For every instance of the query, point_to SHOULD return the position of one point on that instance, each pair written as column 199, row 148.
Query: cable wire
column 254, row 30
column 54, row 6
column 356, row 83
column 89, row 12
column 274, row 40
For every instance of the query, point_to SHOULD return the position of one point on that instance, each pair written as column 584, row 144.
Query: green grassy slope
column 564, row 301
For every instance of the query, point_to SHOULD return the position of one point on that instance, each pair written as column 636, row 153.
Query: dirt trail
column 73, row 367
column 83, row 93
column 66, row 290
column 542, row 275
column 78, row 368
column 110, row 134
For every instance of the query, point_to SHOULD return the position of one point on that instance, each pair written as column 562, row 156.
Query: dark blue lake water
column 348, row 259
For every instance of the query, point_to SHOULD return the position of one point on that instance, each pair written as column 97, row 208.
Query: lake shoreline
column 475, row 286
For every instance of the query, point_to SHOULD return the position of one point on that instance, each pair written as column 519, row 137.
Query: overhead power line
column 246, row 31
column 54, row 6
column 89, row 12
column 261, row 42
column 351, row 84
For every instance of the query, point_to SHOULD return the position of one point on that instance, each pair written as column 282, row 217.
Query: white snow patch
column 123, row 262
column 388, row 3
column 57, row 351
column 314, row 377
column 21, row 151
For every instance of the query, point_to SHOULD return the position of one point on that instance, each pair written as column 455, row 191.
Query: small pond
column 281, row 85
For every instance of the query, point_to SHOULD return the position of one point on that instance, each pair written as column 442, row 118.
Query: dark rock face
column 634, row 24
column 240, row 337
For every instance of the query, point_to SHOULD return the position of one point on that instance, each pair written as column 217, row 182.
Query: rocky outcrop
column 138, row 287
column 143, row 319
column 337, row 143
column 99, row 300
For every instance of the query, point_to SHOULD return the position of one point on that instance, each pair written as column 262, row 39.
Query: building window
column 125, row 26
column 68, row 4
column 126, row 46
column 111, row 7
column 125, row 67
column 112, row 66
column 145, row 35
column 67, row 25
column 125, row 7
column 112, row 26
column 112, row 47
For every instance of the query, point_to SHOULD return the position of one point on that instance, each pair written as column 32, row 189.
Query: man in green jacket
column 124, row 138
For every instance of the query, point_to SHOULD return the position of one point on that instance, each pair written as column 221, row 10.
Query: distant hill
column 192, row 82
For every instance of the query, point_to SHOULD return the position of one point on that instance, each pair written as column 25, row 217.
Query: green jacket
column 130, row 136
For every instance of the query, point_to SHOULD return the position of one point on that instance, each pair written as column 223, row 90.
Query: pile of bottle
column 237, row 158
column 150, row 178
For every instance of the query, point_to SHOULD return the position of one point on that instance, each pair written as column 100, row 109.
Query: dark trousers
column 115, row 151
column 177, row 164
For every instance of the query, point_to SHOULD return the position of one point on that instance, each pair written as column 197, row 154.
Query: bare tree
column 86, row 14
————
- _EXERCISE_
Set down all of the data above again, exactly.

- _ANSWER FOR THE TASK_
For every instance of the query, point_to SHOULD return the position of one point on that instance, each pair written as column 199, row 148.
Query: cable wire
column 254, row 30
column 54, row 6
column 356, row 83
column 89, row 12
column 274, row 40
For every instance of the query, point_to SHOULD return the position of one point on that instance, each pair written as column 584, row 144.
Query: green grassy slope
column 564, row 301
For every instance of the query, point_to SHOULD return the position of one point on that instance, each pair written as column 636, row 153.
Query: dirt trail
column 73, row 367
column 83, row 93
column 66, row 290
column 542, row 275
column 78, row 368
column 110, row 134
For every instance of the query, point_to SHOULD return the position of one point on that instance, each pair written as column 562, row 156.
Query: dark blue lake water
column 348, row 259
For every instance of the query, point_to SHOULD return the position of one point on that instance, each pair written as column 97, row 208.
Query: lake shoreline
column 475, row 286
For every instance of the query, point_to SHOULD return the position of one point on that instance, each pair written as column 519, row 137.
Query: overhead power line
column 246, row 31
column 54, row 6
column 89, row 12
column 261, row 42
column 351, row 84
For every instance of the query, point_to SHOULD return the position of one point on that instance, each pair written as column 282, row 217.
Query: white snow patch
column 123, row 262
column 388, row 3
column 57, row 351
column 314, row 377
column 21, row 151
For every instance of the query, point_to SHOULD return the position of one point on that instance, each pair written as column 455, row 191.
Query: small pond
column 281, row 85
For every instance of the query, point_to SHOULD return the position of one point on that instance, each pair written as column 442, row 118.
Query: dark rock face
column 634, row 24
column 240, row 337
For every instance of the query, point_to SHOULD return the position of one point on that instance, each pair written as column 217, row 182.
Query: rocky outcrop
column 138, row 287
column 143, row 319
column 337, row 143
column 99, row 300
For every instance of the query, point_to SHOULD return the position of one point on that instance, each pair written as column 262, row 39.
Query: building window
column 125, row 26
column 68, row 4
column 126, row 46
column 111, row 7
column 125, row 67
column 112, row 66
column 145, row 35
column 67, row 25
column 125, row 7
column 112, row 26
column 112, row 47
For every instance of the query, point_to SHOULD return the position of one point on that instance, each pair written as column 32, row 189.
Query: man in green jacket
column 124, row 138
For every instance of the query, point_to SHOULD return the position of one point on that instance, each pair written as column 221, row 10.
Query: distant hill
column 192, row 82
For every instance of the query, point_to SHOULD return the position of one point on that instance, each pair written as column 25, row 217.
Query: green jacket
column 130, row 136
For every instance of the query, point_to SHOULD return the position of one point on that instance, each pair written as column 223, row 90.
Query: pile of bottle
column 237, row 158
column 150, row 178
For every instance of the query, point_to SHOULD return the position of one point on that instance, each pair written as column 100, row 109.
Query: dark trousers
column 115, row 151
column 177, row 164
For every instance of the query, point_to SHOULD return the position of one point on that instance, each pair written as column 197, row 154.
Query: bare tree
column 86, row 14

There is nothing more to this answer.